Problem statement:
Copy the records from the line containing "Target: fallen wooden plank" through the end of the records, changing "stack" to "pile" and leaving everything else as it is.

Supplied records:
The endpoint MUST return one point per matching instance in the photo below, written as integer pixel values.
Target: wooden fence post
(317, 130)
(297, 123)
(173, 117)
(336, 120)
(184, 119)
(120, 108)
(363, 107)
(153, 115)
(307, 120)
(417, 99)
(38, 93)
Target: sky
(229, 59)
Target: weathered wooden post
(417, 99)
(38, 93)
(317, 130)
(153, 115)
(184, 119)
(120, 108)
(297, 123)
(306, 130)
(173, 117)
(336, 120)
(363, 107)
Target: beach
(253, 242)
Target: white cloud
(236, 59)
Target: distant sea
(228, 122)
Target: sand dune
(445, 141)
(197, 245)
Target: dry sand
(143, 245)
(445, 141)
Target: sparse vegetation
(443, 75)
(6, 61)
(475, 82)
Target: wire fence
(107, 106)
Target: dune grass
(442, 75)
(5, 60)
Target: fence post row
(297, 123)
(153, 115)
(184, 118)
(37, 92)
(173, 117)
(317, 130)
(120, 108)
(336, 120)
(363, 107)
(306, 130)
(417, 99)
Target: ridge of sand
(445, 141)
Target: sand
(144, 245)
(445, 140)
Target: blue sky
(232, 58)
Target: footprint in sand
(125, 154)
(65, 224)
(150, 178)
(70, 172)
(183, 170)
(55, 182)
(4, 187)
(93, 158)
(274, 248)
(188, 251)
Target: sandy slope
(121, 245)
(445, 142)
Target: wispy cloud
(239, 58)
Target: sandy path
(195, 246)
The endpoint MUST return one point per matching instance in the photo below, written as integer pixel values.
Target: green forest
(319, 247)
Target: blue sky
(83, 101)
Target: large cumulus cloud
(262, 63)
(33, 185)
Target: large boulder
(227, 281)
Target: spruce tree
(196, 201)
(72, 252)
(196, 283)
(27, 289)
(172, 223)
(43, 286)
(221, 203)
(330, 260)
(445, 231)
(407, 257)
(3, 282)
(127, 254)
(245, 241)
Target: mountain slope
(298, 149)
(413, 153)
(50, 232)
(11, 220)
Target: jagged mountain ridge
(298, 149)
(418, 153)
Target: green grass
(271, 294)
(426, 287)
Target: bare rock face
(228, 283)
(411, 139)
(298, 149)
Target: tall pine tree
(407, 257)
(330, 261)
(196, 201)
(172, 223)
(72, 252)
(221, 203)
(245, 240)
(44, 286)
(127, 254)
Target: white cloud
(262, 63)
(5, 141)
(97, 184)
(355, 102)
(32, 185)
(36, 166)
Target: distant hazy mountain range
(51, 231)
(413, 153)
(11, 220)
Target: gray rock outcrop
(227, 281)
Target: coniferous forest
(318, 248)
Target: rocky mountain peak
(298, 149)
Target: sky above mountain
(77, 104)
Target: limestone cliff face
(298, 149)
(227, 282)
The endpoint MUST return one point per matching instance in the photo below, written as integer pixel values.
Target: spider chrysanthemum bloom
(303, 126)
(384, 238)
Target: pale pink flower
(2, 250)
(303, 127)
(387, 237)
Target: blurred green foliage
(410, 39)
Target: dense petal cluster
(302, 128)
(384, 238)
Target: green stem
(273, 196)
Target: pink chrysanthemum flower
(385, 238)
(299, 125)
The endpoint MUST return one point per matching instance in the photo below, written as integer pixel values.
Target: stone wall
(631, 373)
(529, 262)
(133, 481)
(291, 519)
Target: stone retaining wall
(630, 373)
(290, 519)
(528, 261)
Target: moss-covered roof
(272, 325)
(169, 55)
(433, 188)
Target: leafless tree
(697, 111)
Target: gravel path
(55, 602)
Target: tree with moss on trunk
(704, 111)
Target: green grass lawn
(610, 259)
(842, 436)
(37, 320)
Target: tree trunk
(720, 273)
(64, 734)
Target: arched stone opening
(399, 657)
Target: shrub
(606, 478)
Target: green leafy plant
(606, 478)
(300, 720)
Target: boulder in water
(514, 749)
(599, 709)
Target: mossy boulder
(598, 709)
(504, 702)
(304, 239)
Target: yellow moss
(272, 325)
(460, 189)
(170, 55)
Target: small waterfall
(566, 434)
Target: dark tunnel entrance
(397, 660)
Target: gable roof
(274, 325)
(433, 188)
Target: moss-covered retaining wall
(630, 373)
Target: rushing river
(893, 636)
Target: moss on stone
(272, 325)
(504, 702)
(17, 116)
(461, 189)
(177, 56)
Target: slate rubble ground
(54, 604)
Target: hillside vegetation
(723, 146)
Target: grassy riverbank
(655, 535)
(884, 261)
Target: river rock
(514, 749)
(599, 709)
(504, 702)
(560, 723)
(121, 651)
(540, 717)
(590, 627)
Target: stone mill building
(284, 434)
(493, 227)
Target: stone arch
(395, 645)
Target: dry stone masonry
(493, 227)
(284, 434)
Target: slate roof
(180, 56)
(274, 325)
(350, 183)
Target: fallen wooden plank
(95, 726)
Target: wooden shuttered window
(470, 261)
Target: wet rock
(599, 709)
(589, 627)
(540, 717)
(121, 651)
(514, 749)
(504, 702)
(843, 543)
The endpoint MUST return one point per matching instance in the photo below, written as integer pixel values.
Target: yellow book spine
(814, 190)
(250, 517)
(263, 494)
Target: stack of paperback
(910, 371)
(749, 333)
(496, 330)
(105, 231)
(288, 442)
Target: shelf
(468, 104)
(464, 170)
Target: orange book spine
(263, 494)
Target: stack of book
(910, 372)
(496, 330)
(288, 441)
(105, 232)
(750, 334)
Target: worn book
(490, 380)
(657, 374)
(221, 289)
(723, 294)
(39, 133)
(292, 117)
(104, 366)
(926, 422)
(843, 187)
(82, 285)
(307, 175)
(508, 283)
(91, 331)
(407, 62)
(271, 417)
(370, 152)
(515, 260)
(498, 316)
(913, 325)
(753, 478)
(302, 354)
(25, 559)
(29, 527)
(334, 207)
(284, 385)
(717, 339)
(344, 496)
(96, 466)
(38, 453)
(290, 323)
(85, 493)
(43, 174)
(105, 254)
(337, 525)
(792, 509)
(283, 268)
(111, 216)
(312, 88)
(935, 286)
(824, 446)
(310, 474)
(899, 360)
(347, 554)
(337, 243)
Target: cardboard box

Response for this exercise:
Target: fallen wooden plank
(95, 726)
Target: wooden shuttered window
(470, 261)
Target: wet rock
(599, 709)
(589, 627)
(540, 717)
(121, 651)
(514, 749)
(504, 702)
(843, 543)
The endpoint MUST return one point per matching instance in the photo below, written as integer pixel values.
Target: yellow book spine
(814, 190)
(250, 517)
(263, 494)
Target: pile of paperback
(910, 371)
(749, 333)
(496, 330)
(105, 231)
(288, 442)
Target: shelf
(468, 104)
(464, 170)
Target: orange book spine
(263, 494)
Target: pile of book
(910, 372)
(496, 330)
(288, 441)
(105, 232)
(750, 334)
Target: worn book
(490, 380)
(657, 374)
(221, 289)
(723, 294)
(39, 133)
(292, 117)
(104, 366)
(926, 422)
(843, 187)
(82, 285)
(307, 175)
(508, 283)
(91, 331)
(407, 62)
(271, 417)
(370, 152)
(515, 260)
(498, 316)
(913, 325)
(753, 478)
(302, 354)
(25, 559)
(29, 527)
(334, 207)
(284, 385)
(717, 339)
(344, 496)
(96, 466)
(38, 453)
(290, 323)
(85, 493)
(43, 174)
(105, 254)
(337, 525)
(792, 509)
(283, 268)
(111, 216)
(312, 88)
(935, 286)
(824, 446)
(310, 474)
(899, 360)
(347, 554)
(337, 243)
Target: cardboard box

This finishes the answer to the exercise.